→ Task instructions
Rewrite the listing below with every "put a dot on" changed to "mark" and everything else left as it is. Leave the pictures out.

→ Data listing

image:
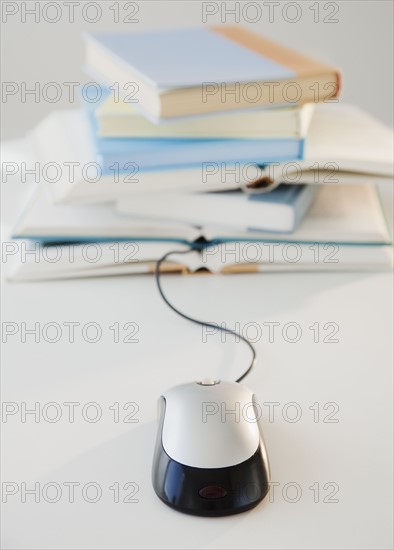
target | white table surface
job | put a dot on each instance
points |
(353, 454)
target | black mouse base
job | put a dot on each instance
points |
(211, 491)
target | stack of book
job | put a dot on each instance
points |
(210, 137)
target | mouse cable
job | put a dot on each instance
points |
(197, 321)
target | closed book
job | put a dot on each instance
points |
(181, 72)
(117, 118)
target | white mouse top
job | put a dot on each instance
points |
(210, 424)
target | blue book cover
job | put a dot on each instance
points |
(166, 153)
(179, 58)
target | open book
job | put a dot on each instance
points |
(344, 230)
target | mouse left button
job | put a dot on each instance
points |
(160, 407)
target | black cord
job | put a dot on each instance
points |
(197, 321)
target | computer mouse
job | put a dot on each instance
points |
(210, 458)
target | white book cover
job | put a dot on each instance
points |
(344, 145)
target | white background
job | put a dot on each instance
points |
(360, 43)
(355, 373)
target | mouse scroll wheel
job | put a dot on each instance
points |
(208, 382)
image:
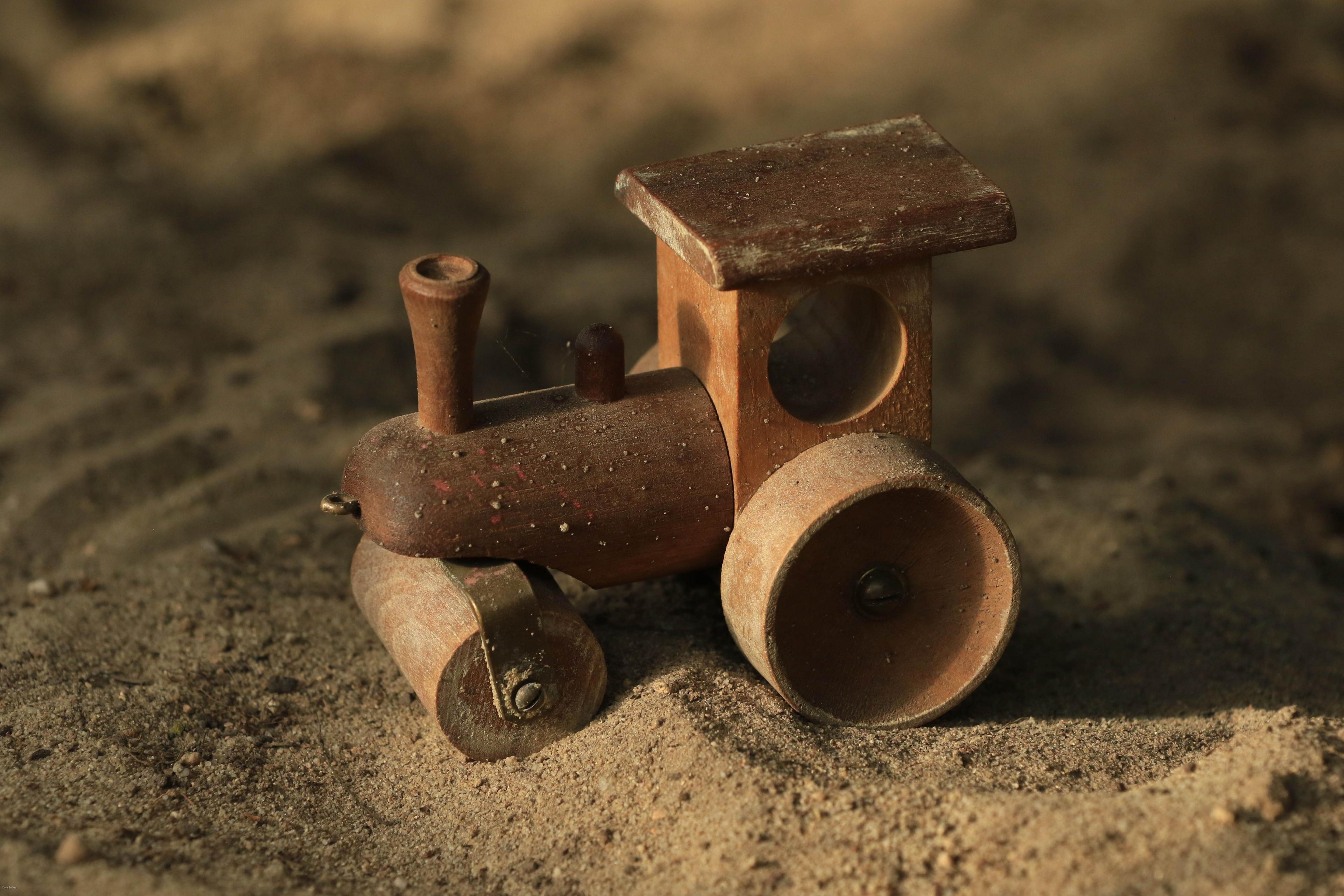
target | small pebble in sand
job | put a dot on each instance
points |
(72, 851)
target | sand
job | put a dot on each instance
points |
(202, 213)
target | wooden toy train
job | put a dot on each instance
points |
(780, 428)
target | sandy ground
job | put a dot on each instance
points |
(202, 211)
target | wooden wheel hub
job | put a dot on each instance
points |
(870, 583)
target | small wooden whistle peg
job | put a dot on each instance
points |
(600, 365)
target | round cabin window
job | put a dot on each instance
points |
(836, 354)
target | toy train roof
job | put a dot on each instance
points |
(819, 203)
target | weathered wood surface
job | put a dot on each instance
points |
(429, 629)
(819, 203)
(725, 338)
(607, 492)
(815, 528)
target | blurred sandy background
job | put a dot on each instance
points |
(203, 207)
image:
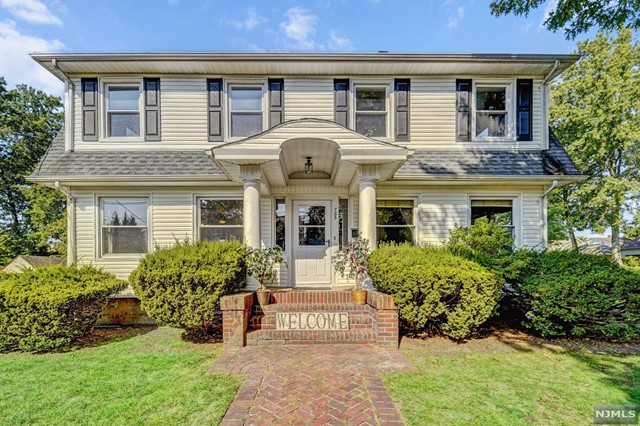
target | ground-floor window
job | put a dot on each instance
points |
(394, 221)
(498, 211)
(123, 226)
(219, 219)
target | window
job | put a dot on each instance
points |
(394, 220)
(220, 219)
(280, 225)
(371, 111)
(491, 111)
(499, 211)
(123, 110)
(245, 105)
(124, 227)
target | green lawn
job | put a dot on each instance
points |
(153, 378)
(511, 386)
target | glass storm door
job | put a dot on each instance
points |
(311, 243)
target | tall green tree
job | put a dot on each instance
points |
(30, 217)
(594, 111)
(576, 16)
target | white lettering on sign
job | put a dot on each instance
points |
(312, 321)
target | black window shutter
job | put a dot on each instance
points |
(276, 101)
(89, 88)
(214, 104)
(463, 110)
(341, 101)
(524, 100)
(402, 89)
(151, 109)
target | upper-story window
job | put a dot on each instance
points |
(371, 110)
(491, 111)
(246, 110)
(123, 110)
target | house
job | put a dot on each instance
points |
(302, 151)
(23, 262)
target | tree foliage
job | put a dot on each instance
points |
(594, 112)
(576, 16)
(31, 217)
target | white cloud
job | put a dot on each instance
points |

→ Complete output
image:
target | white table surface
job | mark each instance
points |
(353, 454)
target | black mouse base
job | mark each instance
points |
(211, 491)
target | stack of book
job | mark each instance
points |
(210, 137)
target | mouse cable
job | mark each instance
points |
(197, 321)
target | closed book
job | mark each instance
points |
(181, 72)
(117, 118)
target | white mouse top
job | mark each instance
points |
(210, 424)
target | blue book cover
job | mark each instance
points |
(166, 153)
(179, 58)
target | open book
job | mark each instance
points |
(344, 230)
target | mouse left button
job | mark each instance
points |
(160, 407)
target | black cord
job | mark each instance
points |
(197, 321)
target | computer mouse
job | mark each instance
points |
(210, 458)
target | white book cover
job | mark each instance
points |
(344, 145)
target | white background
job | mark each instance
points |
(360, 43)
(355, 373)
target | mouse scroll wheel
job | mark each instance
points |
(208, 382)
image:
target | small pebble in sand
job | mark each instance
points |
(72, 851)
target | sand
job | mark each instance
points |
(202, 213)
target | wooden toy train
job | mark each instance
points |
(780, 428)
target | sandy ground
job | mark each instance
points |
(202, 211)
target | wooden wheel hub
job | mark each instance
points |
(870, 583)
target | small wooden whistle peg
job | mark each instance
points |
(600, 365)
target | round cabin window
job | mark each instance
points |
(836, 354)
target | toy train roof
job | mark each instance
points |
(819, 203)
target | weathered wood surface
job | mark each instance
points |
(429, 629)
(819, 203)
(725, 338)
(607, 492)
(815, 528)
target | blurred sandy background
job | mark each instance
points |
(203, 207)
image:
target | ground-floor window
job | mark each instance
points |
(394, 221)
(498, 211)
(123, 226)
(219, 219)
target | window
job | mark each instance
points |
(394, 220)
(220, 219)
(280, 225)
(371, 111)
(491, 111)
(499, 211)
(123, 110)
(245, 105)
(124, 227)
target | green lawn
job | mark each instance
points |
(153, 378)
(511, 386)
target | glass storm door
job | mark each instance
points |
(311, 243)
target | tall green tree
job | mark each instance
points |
(30, 217)
(594, 111)
(576, 16)
target | white lettering on sign
job | mark each instance
points |
(312, 321)
target | black window shutter
job | mark each instance
points |
(276, 101)
(89, 88)
(214, 104)
(463, 110)
(341, 101)
(524, 100)
(402, 89)
(151, 109)
target | upper-story window
job | mark each instance
points |
(371, 110)
(491, 111)
(246, 110)
(123, 110)
target | house
job | mark each instance
points |
(302, 151)
(23, 262)
target | tree foliage
job | mark each instance
points |
(594, 112)
(576, 16)
(31, 217)
target | white cloud
job | mark each instance
points |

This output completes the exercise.